┌──
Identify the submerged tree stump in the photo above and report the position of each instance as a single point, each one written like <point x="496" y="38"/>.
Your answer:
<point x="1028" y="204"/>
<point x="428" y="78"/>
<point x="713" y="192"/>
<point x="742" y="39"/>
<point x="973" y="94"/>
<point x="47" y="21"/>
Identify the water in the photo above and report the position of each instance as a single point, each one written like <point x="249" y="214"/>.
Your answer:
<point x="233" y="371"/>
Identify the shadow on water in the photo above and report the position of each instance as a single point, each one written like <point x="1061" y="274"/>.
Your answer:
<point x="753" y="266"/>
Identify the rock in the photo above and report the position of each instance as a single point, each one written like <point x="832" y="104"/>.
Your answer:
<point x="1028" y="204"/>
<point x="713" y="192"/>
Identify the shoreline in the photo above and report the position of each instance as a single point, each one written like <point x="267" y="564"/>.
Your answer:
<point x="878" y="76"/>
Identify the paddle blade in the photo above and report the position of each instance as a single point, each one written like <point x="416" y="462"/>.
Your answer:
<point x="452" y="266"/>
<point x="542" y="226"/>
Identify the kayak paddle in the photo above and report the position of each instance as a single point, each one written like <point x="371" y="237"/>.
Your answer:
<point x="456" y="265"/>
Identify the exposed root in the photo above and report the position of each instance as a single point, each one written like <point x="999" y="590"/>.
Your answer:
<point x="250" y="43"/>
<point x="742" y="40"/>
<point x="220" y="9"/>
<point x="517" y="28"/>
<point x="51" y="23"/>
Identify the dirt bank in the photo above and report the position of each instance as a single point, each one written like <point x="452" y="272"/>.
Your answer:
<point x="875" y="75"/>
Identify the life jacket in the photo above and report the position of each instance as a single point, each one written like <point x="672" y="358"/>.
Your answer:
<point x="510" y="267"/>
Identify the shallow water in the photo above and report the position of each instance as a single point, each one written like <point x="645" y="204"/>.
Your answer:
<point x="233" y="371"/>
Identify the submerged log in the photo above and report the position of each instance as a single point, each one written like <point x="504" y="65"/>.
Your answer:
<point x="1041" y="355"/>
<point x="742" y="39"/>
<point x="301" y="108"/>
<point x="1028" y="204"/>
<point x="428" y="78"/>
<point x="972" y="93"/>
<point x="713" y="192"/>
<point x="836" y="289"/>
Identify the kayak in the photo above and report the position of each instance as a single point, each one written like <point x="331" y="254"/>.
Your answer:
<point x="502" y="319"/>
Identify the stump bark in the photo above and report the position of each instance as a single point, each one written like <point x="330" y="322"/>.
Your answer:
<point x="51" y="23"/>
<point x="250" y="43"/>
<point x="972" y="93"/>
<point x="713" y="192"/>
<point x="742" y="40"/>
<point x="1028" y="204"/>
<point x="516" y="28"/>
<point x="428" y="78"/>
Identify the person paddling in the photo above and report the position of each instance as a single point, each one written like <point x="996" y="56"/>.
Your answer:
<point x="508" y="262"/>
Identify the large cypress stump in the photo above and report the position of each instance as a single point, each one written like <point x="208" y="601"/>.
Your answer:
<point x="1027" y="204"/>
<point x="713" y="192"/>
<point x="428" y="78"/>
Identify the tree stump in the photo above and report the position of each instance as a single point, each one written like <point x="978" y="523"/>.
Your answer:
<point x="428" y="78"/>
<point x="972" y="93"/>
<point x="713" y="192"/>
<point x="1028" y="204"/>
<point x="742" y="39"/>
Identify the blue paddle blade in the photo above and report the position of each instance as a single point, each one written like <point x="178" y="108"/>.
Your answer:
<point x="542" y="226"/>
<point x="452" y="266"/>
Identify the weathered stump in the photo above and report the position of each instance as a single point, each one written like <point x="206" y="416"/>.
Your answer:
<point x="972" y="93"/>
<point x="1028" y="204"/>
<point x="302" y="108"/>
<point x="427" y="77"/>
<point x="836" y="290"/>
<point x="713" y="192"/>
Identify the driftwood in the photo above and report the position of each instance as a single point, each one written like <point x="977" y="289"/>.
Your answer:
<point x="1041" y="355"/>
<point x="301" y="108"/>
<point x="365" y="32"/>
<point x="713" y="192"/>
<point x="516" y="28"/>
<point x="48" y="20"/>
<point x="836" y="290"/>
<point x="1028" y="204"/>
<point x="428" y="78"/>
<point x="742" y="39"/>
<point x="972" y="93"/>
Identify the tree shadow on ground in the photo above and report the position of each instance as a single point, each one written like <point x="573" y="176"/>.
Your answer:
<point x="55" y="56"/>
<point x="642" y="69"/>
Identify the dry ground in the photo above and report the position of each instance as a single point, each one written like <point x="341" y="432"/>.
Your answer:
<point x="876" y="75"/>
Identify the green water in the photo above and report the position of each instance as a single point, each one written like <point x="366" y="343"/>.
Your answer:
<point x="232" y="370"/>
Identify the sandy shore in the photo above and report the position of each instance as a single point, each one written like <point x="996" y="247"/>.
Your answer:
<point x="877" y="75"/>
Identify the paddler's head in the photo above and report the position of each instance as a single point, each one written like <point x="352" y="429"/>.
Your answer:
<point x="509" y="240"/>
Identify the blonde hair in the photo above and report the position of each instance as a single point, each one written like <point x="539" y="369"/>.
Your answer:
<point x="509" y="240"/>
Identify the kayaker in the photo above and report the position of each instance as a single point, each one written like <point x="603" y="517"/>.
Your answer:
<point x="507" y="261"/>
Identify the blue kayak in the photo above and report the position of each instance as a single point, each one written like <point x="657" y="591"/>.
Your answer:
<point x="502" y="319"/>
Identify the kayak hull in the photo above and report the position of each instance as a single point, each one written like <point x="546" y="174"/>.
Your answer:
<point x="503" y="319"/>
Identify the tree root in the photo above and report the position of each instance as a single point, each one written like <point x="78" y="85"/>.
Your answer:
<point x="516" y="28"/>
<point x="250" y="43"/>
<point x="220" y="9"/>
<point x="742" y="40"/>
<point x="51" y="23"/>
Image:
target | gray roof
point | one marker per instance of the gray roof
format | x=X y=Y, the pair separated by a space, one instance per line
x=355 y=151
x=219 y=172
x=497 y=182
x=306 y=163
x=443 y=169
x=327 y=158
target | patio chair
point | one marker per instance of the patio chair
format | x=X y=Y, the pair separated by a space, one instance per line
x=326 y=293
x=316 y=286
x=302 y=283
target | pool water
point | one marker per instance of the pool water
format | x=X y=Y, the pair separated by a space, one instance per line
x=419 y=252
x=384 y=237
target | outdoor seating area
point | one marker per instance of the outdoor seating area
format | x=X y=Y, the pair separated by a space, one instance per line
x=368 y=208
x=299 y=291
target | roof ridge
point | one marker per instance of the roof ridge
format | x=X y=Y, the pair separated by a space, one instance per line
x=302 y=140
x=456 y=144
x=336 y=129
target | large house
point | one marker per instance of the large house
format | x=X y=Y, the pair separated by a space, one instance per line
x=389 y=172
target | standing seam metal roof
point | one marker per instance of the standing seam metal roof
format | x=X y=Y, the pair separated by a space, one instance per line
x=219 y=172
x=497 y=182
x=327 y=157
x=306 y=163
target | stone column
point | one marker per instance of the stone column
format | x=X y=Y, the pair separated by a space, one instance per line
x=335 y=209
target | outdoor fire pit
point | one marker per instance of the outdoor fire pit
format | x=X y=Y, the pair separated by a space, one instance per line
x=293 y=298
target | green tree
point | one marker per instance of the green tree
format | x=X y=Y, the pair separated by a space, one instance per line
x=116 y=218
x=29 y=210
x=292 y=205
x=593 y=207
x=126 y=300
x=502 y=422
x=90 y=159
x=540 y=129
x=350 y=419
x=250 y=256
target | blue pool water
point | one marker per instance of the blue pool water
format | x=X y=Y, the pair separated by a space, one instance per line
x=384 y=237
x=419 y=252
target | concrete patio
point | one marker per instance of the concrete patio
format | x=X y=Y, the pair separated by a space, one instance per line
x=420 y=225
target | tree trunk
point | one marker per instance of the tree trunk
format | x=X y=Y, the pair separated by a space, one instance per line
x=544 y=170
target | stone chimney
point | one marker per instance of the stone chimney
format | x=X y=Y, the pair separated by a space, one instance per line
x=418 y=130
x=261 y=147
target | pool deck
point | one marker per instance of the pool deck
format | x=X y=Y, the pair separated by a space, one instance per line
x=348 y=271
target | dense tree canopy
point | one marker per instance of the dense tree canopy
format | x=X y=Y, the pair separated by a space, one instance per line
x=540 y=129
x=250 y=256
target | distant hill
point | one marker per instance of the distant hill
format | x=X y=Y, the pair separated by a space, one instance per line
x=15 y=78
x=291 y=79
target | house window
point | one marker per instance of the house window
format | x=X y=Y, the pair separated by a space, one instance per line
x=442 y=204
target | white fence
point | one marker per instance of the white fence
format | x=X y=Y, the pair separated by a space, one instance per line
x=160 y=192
└──
WHAT YOU NEED TO DO —
Please give an exact copy of the entries above, from the line with "Identify the kayaker" down to the line with "Identify the tree root", inclusive, and nothing else.

ANSWER SECTION —
Identify the kayaker in the photo above and report the position of each instance as a single point, each one written like <point x="603" y="517"/>.
Your answer:
<point x="507" y="261"/>
Identify the blue kayak in the photo above and report the position of each instance as a single point, each one written like <point x="657" y="591"/>.
Your answer:
<point x="502" y="319"/>
Identify the kayak hull in the photo above and report the position of each instance as a single point, each one written like <point x="546" y="174"/>.
Your answer:
<point x="503" y="319"/>
Identify the tree root in the photo above and report the position of each instance as a single point, each one written like <point x="78" y="85"/>.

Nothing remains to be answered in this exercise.